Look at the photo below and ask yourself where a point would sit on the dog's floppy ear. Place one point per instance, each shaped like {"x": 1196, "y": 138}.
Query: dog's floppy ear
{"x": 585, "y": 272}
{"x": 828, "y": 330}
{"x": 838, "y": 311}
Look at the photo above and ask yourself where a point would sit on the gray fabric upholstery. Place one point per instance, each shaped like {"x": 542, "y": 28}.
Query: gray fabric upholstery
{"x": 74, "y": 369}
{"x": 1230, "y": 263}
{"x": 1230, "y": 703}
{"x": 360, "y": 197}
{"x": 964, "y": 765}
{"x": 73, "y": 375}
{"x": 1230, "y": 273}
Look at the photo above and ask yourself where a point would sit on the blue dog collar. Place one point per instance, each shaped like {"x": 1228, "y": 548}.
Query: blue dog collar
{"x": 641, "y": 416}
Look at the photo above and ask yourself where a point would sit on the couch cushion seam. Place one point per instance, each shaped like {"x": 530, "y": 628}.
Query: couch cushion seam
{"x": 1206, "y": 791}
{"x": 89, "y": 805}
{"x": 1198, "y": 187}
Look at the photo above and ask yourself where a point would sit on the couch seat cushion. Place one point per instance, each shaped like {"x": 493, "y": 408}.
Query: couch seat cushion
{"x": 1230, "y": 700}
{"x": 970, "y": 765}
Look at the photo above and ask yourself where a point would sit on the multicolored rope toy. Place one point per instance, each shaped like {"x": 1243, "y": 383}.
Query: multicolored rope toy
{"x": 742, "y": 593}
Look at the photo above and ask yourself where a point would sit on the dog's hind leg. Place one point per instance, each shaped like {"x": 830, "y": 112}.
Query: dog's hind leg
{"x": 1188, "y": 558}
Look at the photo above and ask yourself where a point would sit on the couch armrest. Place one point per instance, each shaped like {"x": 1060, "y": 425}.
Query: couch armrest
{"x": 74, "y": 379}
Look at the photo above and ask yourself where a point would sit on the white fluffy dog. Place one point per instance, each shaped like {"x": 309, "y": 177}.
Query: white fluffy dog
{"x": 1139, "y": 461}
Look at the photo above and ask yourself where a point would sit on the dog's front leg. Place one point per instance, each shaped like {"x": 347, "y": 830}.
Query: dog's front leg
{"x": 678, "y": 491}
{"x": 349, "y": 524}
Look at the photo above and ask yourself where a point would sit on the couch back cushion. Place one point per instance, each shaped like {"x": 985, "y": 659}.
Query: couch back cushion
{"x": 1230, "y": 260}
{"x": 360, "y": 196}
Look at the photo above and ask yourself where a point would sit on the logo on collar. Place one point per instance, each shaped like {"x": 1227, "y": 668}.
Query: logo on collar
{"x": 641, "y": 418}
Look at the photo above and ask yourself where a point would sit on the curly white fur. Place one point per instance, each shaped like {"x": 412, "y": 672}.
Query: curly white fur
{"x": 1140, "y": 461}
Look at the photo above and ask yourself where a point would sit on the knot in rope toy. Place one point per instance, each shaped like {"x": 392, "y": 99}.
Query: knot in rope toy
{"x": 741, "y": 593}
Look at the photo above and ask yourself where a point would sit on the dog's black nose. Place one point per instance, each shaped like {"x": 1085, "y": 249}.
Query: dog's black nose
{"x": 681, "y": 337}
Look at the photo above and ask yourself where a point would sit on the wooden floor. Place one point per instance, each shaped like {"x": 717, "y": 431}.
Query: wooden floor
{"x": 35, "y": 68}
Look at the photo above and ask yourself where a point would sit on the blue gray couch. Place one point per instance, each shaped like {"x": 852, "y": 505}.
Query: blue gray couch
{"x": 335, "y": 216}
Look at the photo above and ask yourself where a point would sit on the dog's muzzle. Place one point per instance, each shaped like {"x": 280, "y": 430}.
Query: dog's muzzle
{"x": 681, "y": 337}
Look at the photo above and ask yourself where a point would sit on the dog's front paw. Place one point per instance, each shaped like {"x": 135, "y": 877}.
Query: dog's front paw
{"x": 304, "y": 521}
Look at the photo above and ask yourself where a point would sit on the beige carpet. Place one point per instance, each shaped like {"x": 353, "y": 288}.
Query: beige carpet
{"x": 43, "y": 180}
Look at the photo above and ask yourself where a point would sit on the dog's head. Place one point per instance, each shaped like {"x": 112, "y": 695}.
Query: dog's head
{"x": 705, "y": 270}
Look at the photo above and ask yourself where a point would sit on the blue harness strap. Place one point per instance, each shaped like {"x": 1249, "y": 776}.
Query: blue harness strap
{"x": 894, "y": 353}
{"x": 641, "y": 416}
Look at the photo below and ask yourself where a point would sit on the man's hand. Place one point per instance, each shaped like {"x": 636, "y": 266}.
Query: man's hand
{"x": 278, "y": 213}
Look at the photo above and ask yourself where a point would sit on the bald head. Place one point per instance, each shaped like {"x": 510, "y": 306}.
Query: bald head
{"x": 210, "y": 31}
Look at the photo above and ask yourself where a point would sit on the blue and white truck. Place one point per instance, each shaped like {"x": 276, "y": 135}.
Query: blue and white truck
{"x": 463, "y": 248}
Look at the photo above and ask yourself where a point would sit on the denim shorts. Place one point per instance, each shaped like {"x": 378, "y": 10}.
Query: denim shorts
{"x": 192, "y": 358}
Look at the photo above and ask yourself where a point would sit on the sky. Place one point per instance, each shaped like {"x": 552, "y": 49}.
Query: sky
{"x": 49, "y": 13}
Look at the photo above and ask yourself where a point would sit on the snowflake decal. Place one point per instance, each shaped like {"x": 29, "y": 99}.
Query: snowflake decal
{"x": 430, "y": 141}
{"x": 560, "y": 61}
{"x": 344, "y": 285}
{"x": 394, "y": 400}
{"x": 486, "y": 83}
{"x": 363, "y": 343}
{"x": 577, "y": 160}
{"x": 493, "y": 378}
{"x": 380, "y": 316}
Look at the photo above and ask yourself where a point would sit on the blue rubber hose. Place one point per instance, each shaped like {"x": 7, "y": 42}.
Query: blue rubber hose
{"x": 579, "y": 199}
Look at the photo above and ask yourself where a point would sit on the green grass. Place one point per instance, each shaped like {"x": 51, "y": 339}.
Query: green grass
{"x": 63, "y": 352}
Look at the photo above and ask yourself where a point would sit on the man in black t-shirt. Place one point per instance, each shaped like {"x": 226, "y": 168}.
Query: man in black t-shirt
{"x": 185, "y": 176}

▸ To do
Print all of the records above again, word for word, with nothing changed.

▸ Complete output
Look at the photo below and ask yourself where a point would sit on the dog's floppy ear. Place one point per instance, each shaped like {"x": 1196, "y": 138}.
Query: dog's floppy ear
{"x": 585, "y": 272}
{"x": 828, "y": 330}
{"x": 838, "y": 311}
Look at the photo above and ask yourself where a point would sit on the gray fabric upholstery. Place one point per instance, each shaped like {"x": 542, "y": 28}.
Query: gray fabric upholstery
{"x": 74, "y": 369}
{"x": 1230, "y": 263}
{"x": 1230, "y": 703}
{"x": 360, "y": 197}
{"x": 964, "y": 765}
{"x": 73, "y": 375}
{"x": 1230, "y": 273}
Look at the photo above and ask yourself where a point would sit on the blue dog collar. Place one point per instance, each shaped like {"x": 1228, "y": 548}.
Query: blue dog collar
{"x": 641, "y": 416}
Look at the photo above and ask yourself where a point would sit on the couch cushion seam. Place one point per instance, each shaped like {"x": 530, "y": 628}.
Query: couch cushion seam
{"x": 1206, "y": 791}
{"x": 89, "y": 805}
{"x": 1198, "y": 187}
Look at the photo above and ask yourself where a point would sit on the couch seat cushion. Place one point per instance, each shaped like {"x": 493, "y": 408}.
Query: couch seat cushion
{"x": 1230, "y": 700}
{"x": 970, "y": 765}
Look at the photo above and ask yourself where a point would sit on the multicolored rope toy. Place one point per instance, each shaped like {"x": 1243, "y": 383}.
Query: multicolored rope toy
{"x": 742, "y": 593}
Look at the photo above and ask yourself where a point would sit on the dog's hind leg. Place one point per instance, each shaped like {"x": 830, "y": 112}.
Query: dog's hind leg
{"x": 1188, "y": 558}
Look at the photo above and ask yourself where a point would sit on the couch armrest. Place one point per instance, each shaped like {"x": 1060, "y": 425}.
Query: couch armrest
{"x": 74, "y": 379}
Look at the photo above and ask yourself where a point would sit on the white fluffy dog. Place one point per instance, each shaped like {"x": 309, "y": 177}.
Query: white fluffy dog
{"x": 1139, "y": 461}
Look at the photo above and ask yourself where a point would sit on the dog's front leg. Place one point per instance, each shaped like {"x": 347, "y": 830}.
Query: dog's front leg
{"x": 678, "y": 491}
{"x": 349, "y": 524}
Look at the photo above and ask yourself where a point would sit on the couch back cushion. Place one point per instance, each shaped like {"x": 985, "y": 659}.
Query: couch back cushion
{"x": 1230, "y": 260}
{"x": 360, "y": 196}
Look at the photo above and ask yourself where a point would sit on the logo on collar. Place one point per instance, each shaped like {"x": 1227, "y": 668}.
Query: logo on collar
{"x": 641, "y": 418}
Look at the photo above and ask yourself where a point would sit on the curly white fur. Place one point per instance, each shaped like {"x": 412, "y": 672}.
Query: curly white fur
{"x": 1140, "y": 461}
Look at the photo above and ask yourself where a point would sit on the knot in rope toy. Place one point per instance, each shaped like {"x": 392, "y": 99}.
Query: knot in rope toy
{"x": 741, "y": 593}
Look at the photo above and ask yourself where a point would sit on the dog's black nose. Place one point per instance, each shaped like {"x": 1085, "y": 249}.
Query: dog's black nose
{"x": 681, "y": 337}
Look at the photo above and ask yourself where a point would sit on the wooden floor. Place one point per instance, each shaped like {"x": 717, "y": 431}.
Query: wooden floor
{"x": 35, "y": 68}
Look at the photo above and ask yourself where a point would sit on the blue gray couch. Place one point per instance, each shaped like {"x": 852, "y": 505}.
Query: blue gray couch
{"x": 335, "y": 216}
Look at the photo above and ask yourself where a point would sit on the dog's muzzle. Place one point per instance, each shaped like {"x": 280, "y": 430}.
Query: dog's muzzle
{"x": 681, "y": 337}
Look at the photo above and ask yourself where a point would sit on the dog's front paw. Place one point per instance, each shaped like {"x": 135, "y": 877}.
Query: dog's front paw
{"x": 304, "y": 521}
Look at the photo above and ask yourself where a point would sit on the beige carpet. Place one point per instance, each shaped like {"x": 353, "y": 288}.
Query: beige carpet
{"x": 43, "y": 180}
Look at the photo above and ask yourself where a point would sit on the dog's head. Place one point per instance, each shaped like {"x": 112, "y": 695}.
Query: dog's head
{"x": 705, "y": 270}
Look at the photo above and ask yourself where a point would sit on the blue harness strap. Place one point per instance, each shaped like {"x": 1249, "y": 776}.
Query: blue harness strap
{"x": 894, "y": 353}
{"x": 641, "y": 416}
Look at the photo below and ask yourself where a point would sit on the man's hand. Place one point per instance, each shaped like {"x": 636, "y": 266}.
Query: man's hand
{"x": 278, "y": 213}
Look at the photo above and ask yourself where a point would sit on the bald head. Place one point per instance, each shaped like {"x": 510, "y": 306}.
Query: bald head
{"x": 210, "y": 31}
Look at the photo above and ask yourself where a point would sit on the blue and white truck. Place one point per instance, each shaped like {"x": 276, "y": 135}.
Query: blue and white truck
{"x": 463, "y": 248}
Look at the photo above and ask yourself where a point would sit on the denim shorts. Place one point per instance, each shaped like {"x": 378, "y": 10}.
Query: denim shorts
{"x": 192, "y": 358}
Look at the photo above and ask yourself where a point would sit on the sky. Place one point per instance, each shaped like {"x": 552, "y": 49}.
Query: sky
{"x": 49, "y": 13}
Look at the photo above and ask yourself where a point would sit on the snowflake decal. Place one point per instance, each shaped like {"x": 29, "y": 99}.
Query: snowflake decal
{"x": 430, "y": 141}
{"x": 560, "y": 61}
{"x": 344, "y": 285}
{"x": 394, "y": 400}
{"x": 486, "y": 83}
{"x": 363, "y": 343}
{"x": 577, "y": 160}
{"x": 493, "y": 378}
{"x": 380, "y": 316}
Look at the photo above and ask yourself where a point would sit on the blue rubber hose. Place one point per instance, each shaped like {"x": 7, "y": 42}.
Query: blue rubber hose
{"x": 579, "y": 199}
Look at the photo above and ask yourself where a point would sit on the green grass. Place one point per instance, each shaped like {"x": 51, "y": 339}.
Query: green grass
{"x": 63, "y": 352}
Look at the photo above and ask yourself where a point would sit on the man in black t-shirt. Place one point per instance, each shaped like {"x": 226, "y": 168}.
Query: man in black t-shirt
{"x": 185, "y": 176}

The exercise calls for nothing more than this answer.